- The data:
╭──
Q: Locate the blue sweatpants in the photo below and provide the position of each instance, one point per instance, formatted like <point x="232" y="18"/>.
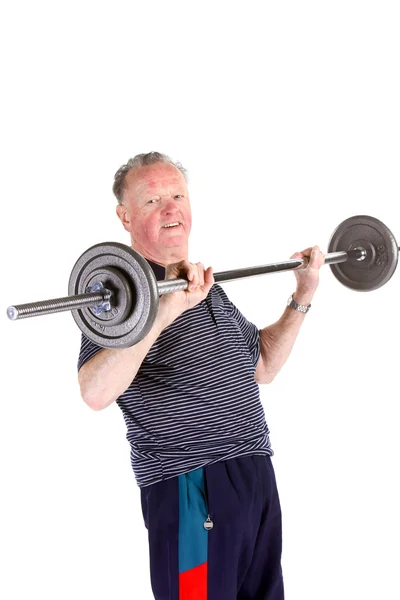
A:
<point x="215" y="533"/>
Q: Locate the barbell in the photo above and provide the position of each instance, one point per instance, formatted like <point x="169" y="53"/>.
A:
<point x="113" y="293"/>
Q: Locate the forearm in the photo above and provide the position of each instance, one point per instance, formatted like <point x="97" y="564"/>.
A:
<point x="277" y="340"/>
<point x="109" y="373"/>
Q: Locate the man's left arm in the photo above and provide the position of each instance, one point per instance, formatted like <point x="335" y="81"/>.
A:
╰──
- What this task involves:
Copy out each line of the entries above that holds "instance".

- Answer section:
Q: Locate the blue sweatpants in the photo below and provide the position of each instance, one point per instance, formatted like <point x="232" y="18"/>.
Q: Locate the barbell in the photo above and provide the position of each instance, one point per instance, formatted like <point x="169" y="53"/>.
Q: Locate the forearm in the photo above and provide the position of each instance, one point per instance, formatted like <point x="97" y="564"/>.
Q: Locate the man's left arm in the photo above and provide the position of each instance, one point per instance, formatted like <point x="335" y="81"/>.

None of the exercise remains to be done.